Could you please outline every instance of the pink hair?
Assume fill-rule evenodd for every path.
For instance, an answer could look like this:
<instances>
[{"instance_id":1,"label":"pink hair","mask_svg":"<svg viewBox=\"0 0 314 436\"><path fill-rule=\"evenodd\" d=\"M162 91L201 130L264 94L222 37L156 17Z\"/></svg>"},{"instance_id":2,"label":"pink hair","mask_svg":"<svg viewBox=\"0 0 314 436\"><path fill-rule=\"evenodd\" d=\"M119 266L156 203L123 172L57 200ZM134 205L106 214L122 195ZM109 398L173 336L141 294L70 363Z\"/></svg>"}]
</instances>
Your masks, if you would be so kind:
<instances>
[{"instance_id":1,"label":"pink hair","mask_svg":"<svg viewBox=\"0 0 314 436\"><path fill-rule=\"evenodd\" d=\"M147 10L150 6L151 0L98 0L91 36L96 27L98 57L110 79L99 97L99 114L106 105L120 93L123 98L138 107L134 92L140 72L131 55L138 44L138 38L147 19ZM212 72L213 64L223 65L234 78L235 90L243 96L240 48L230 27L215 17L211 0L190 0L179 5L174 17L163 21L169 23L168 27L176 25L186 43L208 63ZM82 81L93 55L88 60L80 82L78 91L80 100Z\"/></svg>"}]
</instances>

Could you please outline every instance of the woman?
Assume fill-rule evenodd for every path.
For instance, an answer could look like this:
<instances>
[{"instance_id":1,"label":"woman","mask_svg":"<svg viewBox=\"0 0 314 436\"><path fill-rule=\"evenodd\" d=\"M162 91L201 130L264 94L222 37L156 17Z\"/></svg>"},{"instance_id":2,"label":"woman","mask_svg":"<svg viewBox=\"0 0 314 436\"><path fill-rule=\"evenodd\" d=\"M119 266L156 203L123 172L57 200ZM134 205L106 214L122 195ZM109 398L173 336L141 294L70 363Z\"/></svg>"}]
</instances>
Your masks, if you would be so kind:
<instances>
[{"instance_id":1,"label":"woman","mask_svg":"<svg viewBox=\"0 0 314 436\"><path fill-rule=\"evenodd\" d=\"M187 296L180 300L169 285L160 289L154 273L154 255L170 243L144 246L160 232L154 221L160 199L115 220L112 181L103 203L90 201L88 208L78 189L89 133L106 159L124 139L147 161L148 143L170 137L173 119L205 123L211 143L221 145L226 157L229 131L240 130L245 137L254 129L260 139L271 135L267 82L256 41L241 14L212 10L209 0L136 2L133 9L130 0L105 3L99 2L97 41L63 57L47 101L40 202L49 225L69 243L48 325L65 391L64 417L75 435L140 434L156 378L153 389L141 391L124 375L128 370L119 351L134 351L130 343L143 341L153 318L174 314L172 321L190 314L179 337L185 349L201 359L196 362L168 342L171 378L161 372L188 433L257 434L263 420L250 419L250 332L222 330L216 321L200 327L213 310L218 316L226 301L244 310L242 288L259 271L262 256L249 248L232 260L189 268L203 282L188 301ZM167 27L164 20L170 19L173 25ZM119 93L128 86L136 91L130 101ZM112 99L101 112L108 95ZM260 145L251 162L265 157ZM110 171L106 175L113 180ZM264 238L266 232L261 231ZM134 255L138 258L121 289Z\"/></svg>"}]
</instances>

════════════════

Task description: Output all of the material above again, unchanged.

Worked answer:
Could you please outline every instance of the pink hair?
Assume fill-rule evenodd for every path.
For instance, an answer could look like this:
<instances>
[{"instance_id":1,"label":"pink hair","mask_svg":"<svg viewBox=\"0 0 314 436\"><path fill-rule=\"evenodd\" d=\"M162 91L201 130L264 94L222 37L156 17Z\"/></svg>"},{"instance_id":2,"label":"pink hair","mask_svg":"<svg viewBox=\"0 0 314 436\"><path fill-rule=\"evenodd\" d=\"M119 266L156 203L123 172L57 200ZM134 205L106 214L122 195ZM109 398L173 336L141 294L70 363Z\"/></svg>"}]
</instances>
Your masks, if you would be so kind:
<instances>
[{"instance_id":1,"label":"pink hair","mask_svg":"<svg viewBox=\"0 0 314 436\"><path fill-rule=\"evenodd\" d=\"M147 10L150 6L151 0L98 0L91 36L96 27L98 57L110 79L99 97L99 114L106 105L120 93L123 98L138 107L134 92L140 72L131 55L138 44L138 38L147 19ZM212 72L213 64L223 65L234 78L235 90L243 96L240 48L230 27L215 17L211 0L190 0L179 5L174 17L163 21L169 23L168 27L176 25L186 43L208 63ZM82 81L93 55L88 60L80 82L78 91L80 100Z\"/></svg>"}]
</instances>

Could you please outline every instance of the woman?
Assume fill-rule evenodd for every path.
For instance, an answer could look like this:
<instances>
[{"instance_id":1,"label":"woman","mask_svg":"<svg viewBox=\"0 0 314 436\"><path fill-rule=\"evenodd\" d=\"M162 91L201 130L264 94L222 37L156 17Z\"/></svg>"},{"instance_id":2,"label":"woman","mask_svg":"<svg viewBox=\"0 0 314 436\"><path fill-rule=\"evenodd\" d=\"M119 266L156 203L123 172L57 200ZM134 205L106 214L122 195ZM109 398L173 336L141 294L70 363Z\"/></svg>"}]
</instances>
Your masks, if you would be so kind:
<instances>
[{"instance_id":1,"label":"woman","mask_svg":"<svg viewBox=\"0 0 314 436\"><path fill-rule=\"evenodd\" d=\"M187 296L180 300L169 285L160 289L154 273L154 255L170 243L144 246L160 232L154 221L160 199L115 220L112 181L103 203L90 201L88 208L78 189L89 133L106 159L124 139L147 161L148 143L170 137L173 119L205 123L211 143L221 145L226 157L229 131L240 130L245 137L254 129L260 139L271 135L267 82L256 41L241 14L212 10L209 0L136 2L133 9L130 0L105 3L99 2L97 41L63 57L47 101L40 202L49 225L69 243L48 325L65 391L64 417L75 435L140 434L156 378L153 389L141 391L124 375L128 370L119 351L134 351L130 343L143 341L153 318L174 314L172 321L190 314L179 337L185 349L201 359L196 362L168 342L171 378L161 372L188 433L257 434L263 420L250 419L250 332L222 330L216 321L200 327L213 310L218 316L226 301L244 310L242 288L259 271L262 256L249 248L232 260L189 268L203 282L188 301ZM167 27L164 20L170 19L173 25ZM119 93L128 86L136 91L130 101ZM112 99L101 112L108 95ZM260 145L251 162L265 157ZM110 171L106 175L113 180ZM264 238L266 232L261 231ZM134 255L138 258L121 289Z\"/></svg>"}]
</instances>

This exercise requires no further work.